* start Data excerpts *

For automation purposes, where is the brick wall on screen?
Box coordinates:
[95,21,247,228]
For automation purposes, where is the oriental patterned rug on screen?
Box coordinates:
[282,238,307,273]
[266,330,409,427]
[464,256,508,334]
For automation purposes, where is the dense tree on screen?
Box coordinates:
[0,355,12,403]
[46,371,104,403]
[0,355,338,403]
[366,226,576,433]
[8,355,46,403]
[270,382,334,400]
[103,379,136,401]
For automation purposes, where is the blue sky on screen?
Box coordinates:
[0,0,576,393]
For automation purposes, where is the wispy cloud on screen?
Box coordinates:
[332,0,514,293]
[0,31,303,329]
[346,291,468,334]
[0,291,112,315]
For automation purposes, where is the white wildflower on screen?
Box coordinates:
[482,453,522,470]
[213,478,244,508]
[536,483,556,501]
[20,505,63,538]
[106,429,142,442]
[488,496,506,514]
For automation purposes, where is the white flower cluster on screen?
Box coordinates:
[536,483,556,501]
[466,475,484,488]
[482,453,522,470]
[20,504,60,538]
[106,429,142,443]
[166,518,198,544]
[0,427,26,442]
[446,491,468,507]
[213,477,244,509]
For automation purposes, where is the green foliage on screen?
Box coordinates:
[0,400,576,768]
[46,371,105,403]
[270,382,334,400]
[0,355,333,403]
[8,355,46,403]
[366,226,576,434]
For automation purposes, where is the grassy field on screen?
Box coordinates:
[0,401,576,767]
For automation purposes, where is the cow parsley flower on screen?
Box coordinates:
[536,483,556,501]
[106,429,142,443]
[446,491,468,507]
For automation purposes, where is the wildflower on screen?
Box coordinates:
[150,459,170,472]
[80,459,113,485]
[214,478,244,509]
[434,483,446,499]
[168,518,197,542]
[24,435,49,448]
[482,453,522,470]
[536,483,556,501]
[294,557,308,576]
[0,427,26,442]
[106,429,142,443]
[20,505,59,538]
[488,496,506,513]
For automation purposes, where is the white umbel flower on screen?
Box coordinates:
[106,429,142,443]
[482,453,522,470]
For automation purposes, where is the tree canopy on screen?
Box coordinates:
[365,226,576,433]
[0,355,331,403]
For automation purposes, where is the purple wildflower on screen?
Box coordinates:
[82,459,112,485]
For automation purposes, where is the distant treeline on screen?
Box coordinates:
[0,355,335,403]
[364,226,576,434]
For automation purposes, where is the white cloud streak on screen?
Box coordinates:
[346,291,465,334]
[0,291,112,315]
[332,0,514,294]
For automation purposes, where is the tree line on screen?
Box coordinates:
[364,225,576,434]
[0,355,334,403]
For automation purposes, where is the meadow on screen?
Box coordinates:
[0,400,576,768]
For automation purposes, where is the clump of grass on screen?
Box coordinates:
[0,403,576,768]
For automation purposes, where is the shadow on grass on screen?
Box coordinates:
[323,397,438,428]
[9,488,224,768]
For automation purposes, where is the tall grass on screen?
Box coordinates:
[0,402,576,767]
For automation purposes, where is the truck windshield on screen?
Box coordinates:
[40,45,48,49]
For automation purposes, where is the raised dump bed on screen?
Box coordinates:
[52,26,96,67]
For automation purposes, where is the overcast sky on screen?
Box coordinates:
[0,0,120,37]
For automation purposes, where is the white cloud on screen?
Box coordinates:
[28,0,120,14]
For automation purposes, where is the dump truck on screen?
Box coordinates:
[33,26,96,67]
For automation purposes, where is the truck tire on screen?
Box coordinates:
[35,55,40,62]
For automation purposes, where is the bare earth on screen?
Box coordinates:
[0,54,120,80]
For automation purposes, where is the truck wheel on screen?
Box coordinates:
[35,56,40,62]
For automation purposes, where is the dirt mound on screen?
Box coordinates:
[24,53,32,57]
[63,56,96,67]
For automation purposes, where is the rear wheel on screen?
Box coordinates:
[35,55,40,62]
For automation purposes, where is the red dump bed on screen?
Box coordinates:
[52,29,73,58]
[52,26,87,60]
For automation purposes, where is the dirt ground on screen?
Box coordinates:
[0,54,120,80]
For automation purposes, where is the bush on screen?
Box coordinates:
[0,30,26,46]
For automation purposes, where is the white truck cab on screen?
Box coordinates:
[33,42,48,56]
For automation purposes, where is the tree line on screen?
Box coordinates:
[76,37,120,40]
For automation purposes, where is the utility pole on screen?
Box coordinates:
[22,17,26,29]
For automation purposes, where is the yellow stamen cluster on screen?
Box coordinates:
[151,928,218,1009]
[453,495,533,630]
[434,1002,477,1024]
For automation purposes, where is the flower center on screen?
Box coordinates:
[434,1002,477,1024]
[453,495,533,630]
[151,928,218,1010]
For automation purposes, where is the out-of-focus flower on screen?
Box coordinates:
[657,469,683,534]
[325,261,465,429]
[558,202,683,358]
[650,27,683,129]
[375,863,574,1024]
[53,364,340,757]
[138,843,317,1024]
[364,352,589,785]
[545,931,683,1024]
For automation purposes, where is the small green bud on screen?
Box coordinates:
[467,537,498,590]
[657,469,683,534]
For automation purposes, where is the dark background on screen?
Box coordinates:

* end Data excerpts *

_Task objective:_
Edit all of the material above so that every "Box coordinates" reads "Bounding box", and leave everything else unchanged.

_Completed task:_
For automation purposes, where is the brick wall on screen?
Bounding box:
[95,21,247,228]
For automation purposes, where is the oriental patterned rug on screen?
Bounding box:
[282,238,307,273]
[266,330,409,427]
[464,256,508,334]
For automation purposes, where is the dense tree on screen?
Bounding box:
[0,355,12,403]
[46,371,104,403]
[0,355,338,403]
[366,226,576,433]
[8,355,46,403]
[270,382,334,400]
[103,379,136,401]
For automation purposes, where is the blue sky on screen?
Bounding box:
[0,0,576,393]
For automation purposes, where is the wispy cloud on screen?
Bounding box:
[332,0,514,293]
[0,31,303,329]
[346,291,468,334]
[0,291,112,315]
For automation purposes, where is the white wildflower on screen?
Bounding box:
[482,453,522,470]
[213,478,244,508]
[536,483,556,501]
[20,505,63,538]
[106,429,142,442]
[488,496,506,514]
For automation purposes, where is the white flower cluster on screen?
Bounding box:
[536,483,556,501]
[466,475,484,488]
[482,453,522,470]
[20,504,60,538]
[106,429,142,443]
[166,518,198,544]
[0,427,26,442]
[446,491,468,507]
[213,477,244,509]
For automation purposes, where is the green foliage on screen?
Bounding box:
[0,400,576,768]
[46,371,105,403]
[270,382,334,400]
[0,355,333,403]
[8,355,46,403]
[366,226,576,434]
For automation purposes, where is the grassy field on screen?
Bounding box:
[0,401,576,767]
For automation purposes, where is the cow parsley flower on screen?
Bounding box:
[536,483,556,501]
[106,429,142,443]
[446,491,468,507]
For automation purposes, where is the wildflower on screen?
Bounding box:
[150,459,170,472]
[80,459,113,485]
[214,478,244,509]
[434,483,446,499]
[168,518,197,542]
[24,435,49,448]
[482,453,522,470]
[536,483,556,501]
[294,557,308,576]
[0,427,26,442]
[106,429,142,443]
[20,505,59,538]
[488,496,506,513]
For automation purposes, where is the white umbel flower on screen?
Bounding box:
[106,429,142,443]
[482,453,522,470]
For automation purposes, where is the tree canopy on screen?
Bounding box:
[365,226,576,433]
[0,355,331,403]
For automation purposes, where is the purple wildflower on screen?
Bounding box:
[82,459,112,485]
For automation purposes, where is the distant treeline on screen?
Bounding box:
[0,355,335,403]
[364,226,576,434]
For automation purposes, where is the white cloud streak on screen?
Bounding box:
[346,291,465,334]
[0,291,112,315]
[332,0,514,294]
For automation purposes, where is the tree line on screen?
Bounding box:
[364,225,576,434]
[0,355,334,403]
For automation purposes, where is the meadow on screen?
Bounding box:
[0,400,576,768]
For automation purposes, where is the clump of grass on screen?
Bounding box:
[0,403,576,768]
For automation purposes, where is the shadow on grass on screen?
Bounding box:
[323,397,438,428]
[9,488,224,768]
For automation purposes, where is the tall grass on screen?
Bounding box:
[0,402,576,767]
For automation purposes, where is the truck windshield on screen?
Bounding box:
[40,45,48,49]
For automation purposes, where is the raised dump bed on screen?
Bounding box:
[52,26,96,67]
For automation purposes, where is the overcast sky on screen?
Bounding box:
[0,0,120,37]
For automation purposes, where is the white cloud on screen?
Bounding box:
[28,0,120,14]
For automation purposes, where is the dump truck on screen?
Bounding box:
[33,26,96,67]
For automation purposes, where is the truck tire on screen?
Bounding box:
[35,55,40,62]
For automation purposes, where is the bare earth on screen?
Bounding box:
[0,54,120,80]
For automation purposes, where is the truck wheel on screen?
Bounding box:
[35,56,40,62]
For automation purposes, where is the dirt mound on screen?
Bounding box:
[24,53,32,57]
[63,56,96,67]
For automation purposes, where is the rear wheel on screen?
Bounding box:
[35,55,40,62]
For automation purposes, where is the red dump bed on screen?
Bounding box:
[52,29,73,58]
[52,26,87,60]
For automation purposes, where is the dirt ground on screen?
Bounding box:
[0,54,120,80]
For automation purposes, where is the bush on screen?
Bounding box:
[0,30,26,46]
For automation purposes, where is the white truck cab on screen?
Bounding box:
[33,42,48,56]
For automation purposes, where is the tree line on screen?
Bounding box:
[76,37,120,40]
For automation purposes, where is the utility pole on screen?
Bounding box:
[22,17,26,29]
For automation purposes, where is the yellow stamen cluster on screen?
Bounding box:
[151,928,218,1009]
[453,495,533,630]
[434,1002,477,1024]
For automation purposes, where is the flower center on screen?
Bounding box:
[434,1002,477,1024]
[453,495,533,630]
[151,928,218,1010]
For automation purposes, where is the out-of-focus flower on screen?
Bounding box:
[657,469,683,534]
[325,261,465,429]
[558,202,683,358]
[650,27,683,129]
[375,863,574,1024]
[53,364,340,757]
[138,843,317,1024]
[364,352,589,785]
[545,931,683,1024]
For automation purposes, where is the small green bud on screen?
Bounding box:
[467,537,498,590]
[657,469,683,534]
For automation purposes, where is the dark background on screen?
Bounding box:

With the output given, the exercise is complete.